EXERCISE INPUTS:
•••••
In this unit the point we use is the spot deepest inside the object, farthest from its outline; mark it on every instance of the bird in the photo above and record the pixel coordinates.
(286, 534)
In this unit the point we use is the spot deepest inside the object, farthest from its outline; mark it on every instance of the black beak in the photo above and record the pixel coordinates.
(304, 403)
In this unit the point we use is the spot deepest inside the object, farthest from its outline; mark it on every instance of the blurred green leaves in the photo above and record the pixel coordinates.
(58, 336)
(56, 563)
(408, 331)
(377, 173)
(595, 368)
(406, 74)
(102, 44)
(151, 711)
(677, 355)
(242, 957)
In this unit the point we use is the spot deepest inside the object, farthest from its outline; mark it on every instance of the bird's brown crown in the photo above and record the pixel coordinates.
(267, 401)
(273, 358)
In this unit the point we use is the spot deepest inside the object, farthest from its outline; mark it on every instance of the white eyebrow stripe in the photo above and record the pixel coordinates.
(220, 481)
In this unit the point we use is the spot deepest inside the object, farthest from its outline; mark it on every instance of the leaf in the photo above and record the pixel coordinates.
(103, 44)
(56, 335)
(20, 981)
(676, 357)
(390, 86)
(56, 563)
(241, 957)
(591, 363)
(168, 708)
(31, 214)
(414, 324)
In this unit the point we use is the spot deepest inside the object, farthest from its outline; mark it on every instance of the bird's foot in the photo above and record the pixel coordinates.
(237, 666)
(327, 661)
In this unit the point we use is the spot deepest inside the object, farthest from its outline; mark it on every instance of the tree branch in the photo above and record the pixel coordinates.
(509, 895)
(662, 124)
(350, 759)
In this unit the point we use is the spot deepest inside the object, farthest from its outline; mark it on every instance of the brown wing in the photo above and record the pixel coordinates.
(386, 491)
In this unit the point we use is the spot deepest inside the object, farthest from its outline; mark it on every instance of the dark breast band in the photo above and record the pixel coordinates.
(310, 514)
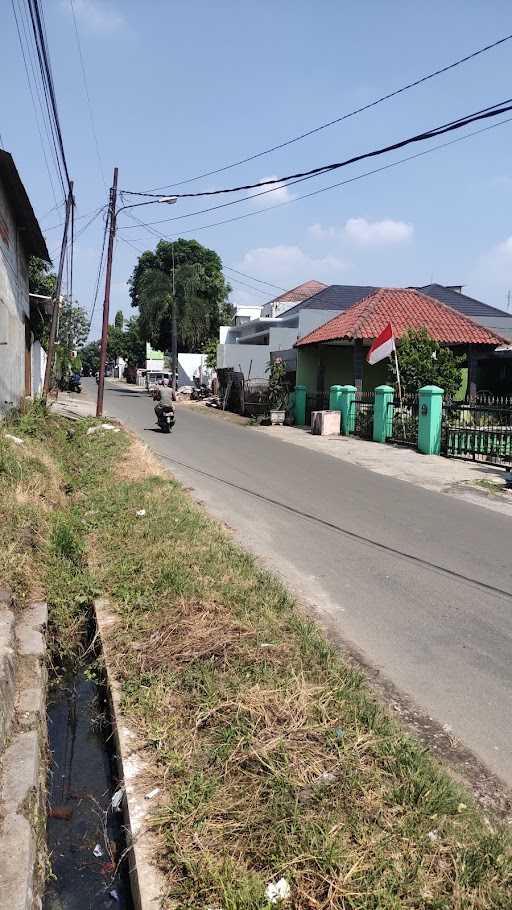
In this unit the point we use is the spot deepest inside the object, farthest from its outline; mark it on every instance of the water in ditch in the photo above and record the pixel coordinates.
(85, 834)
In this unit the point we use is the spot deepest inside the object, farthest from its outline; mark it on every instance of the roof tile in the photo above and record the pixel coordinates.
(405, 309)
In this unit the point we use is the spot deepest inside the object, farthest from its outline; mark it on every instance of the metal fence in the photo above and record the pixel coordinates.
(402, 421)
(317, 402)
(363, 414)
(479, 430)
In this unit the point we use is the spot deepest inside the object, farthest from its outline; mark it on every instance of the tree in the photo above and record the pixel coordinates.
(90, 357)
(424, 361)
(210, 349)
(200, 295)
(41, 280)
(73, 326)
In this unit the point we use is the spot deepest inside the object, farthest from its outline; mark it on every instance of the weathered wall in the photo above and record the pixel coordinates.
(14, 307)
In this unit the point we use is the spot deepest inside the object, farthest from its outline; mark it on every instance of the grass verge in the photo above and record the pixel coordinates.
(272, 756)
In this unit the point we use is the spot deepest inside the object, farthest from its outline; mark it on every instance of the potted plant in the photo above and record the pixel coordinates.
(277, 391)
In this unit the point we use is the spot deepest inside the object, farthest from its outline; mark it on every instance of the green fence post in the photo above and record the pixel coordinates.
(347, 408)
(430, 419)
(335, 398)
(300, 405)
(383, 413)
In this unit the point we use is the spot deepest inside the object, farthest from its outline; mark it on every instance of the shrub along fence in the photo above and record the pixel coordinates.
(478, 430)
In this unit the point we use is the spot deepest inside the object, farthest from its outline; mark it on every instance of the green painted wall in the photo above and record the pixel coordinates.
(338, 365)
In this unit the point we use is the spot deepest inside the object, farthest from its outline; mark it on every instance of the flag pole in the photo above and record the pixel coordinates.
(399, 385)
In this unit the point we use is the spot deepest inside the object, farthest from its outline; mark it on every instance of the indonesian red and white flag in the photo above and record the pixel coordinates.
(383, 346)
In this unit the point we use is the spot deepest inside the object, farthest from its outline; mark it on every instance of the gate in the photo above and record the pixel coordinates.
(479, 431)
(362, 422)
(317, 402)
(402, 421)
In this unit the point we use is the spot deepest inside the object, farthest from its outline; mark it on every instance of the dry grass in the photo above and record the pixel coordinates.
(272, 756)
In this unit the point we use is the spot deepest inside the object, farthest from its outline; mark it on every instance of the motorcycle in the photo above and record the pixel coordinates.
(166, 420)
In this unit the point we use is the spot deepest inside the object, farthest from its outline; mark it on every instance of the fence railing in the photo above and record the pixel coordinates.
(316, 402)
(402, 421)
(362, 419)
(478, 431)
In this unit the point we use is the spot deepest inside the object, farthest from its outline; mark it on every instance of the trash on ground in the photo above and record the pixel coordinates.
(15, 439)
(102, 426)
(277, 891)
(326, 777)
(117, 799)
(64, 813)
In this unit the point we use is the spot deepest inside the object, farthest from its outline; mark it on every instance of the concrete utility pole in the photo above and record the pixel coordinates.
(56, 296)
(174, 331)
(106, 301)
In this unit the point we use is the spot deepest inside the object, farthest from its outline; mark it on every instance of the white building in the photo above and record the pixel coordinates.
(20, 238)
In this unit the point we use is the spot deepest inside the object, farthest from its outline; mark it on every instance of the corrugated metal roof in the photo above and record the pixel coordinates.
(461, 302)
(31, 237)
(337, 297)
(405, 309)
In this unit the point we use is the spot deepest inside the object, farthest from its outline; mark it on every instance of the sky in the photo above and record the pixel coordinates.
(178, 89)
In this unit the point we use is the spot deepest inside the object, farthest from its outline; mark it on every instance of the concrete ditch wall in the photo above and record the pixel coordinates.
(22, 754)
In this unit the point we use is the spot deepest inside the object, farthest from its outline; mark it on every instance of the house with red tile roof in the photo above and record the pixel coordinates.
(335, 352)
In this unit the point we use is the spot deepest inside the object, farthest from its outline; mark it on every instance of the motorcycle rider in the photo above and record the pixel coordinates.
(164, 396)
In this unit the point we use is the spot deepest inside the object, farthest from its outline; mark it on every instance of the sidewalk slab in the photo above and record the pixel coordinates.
•••••
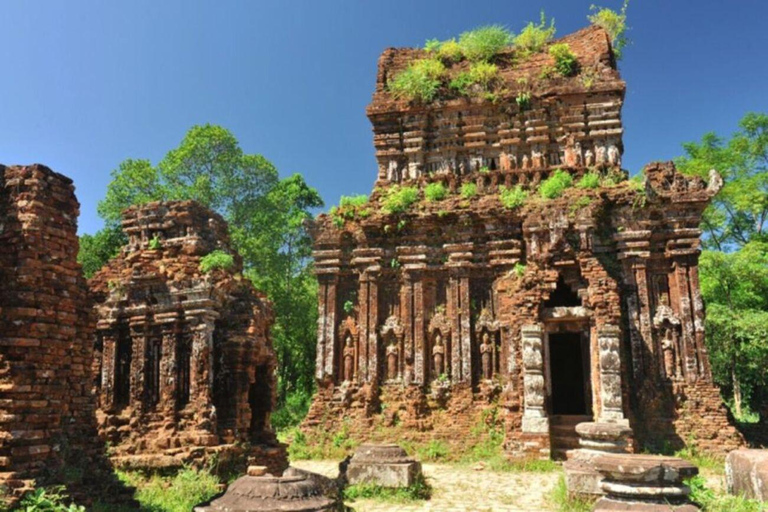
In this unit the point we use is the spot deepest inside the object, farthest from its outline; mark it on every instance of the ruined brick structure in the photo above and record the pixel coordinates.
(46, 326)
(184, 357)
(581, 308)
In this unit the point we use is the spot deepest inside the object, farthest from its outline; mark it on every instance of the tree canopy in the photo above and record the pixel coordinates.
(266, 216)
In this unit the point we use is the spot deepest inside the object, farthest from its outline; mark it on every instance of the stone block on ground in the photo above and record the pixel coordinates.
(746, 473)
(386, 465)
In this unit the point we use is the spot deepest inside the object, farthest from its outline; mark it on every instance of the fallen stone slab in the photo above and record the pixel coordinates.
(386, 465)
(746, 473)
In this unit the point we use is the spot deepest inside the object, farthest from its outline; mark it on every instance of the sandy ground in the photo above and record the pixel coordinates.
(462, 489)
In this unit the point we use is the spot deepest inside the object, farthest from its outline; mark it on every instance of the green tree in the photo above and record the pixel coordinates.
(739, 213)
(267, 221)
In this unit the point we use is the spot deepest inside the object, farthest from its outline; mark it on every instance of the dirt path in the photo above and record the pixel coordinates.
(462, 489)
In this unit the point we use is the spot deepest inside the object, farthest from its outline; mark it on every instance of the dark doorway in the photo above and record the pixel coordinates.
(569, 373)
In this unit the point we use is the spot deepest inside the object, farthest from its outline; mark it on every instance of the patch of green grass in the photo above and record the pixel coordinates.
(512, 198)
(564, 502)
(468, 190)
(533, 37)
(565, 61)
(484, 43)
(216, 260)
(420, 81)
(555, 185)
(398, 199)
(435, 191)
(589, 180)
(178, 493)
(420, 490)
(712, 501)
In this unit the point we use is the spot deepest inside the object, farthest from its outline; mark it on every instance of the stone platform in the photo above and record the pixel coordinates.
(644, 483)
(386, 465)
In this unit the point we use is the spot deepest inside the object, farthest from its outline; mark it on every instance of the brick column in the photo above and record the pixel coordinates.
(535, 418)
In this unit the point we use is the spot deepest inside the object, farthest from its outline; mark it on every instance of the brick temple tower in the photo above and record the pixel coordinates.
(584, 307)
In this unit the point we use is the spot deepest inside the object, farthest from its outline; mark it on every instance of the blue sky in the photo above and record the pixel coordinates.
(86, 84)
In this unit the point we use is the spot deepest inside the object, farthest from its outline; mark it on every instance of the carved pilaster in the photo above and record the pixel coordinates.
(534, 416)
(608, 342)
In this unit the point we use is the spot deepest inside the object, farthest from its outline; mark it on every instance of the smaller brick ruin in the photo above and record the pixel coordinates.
•••••
YOUR ASSIGNMENT: Everything above from the line containing "of the blue" down to the line containing "of the smaller" should be copied exactly, both end lines included, and nothing else.

SOLUTION FOR THIS EXERCISE:
In this unit the point we use is the spot deepest inside the object, farthest from its outline; mark it on every instance of the blue sky in the photo above and record the pixel coordinates.
(86, 84)
In this unit the point we use is the spot deepest inside the object, farthest from its outline; mark it on every instance of the carved pilaster in the photo above and record the pixel coordinates.
(534, 416)
(608, 342)
In this unit the point we use is the spot deepest inside the object, farthest from its outline; mark it on every instance of the smaller brick ruin in the photo above and record the pixel coordinates.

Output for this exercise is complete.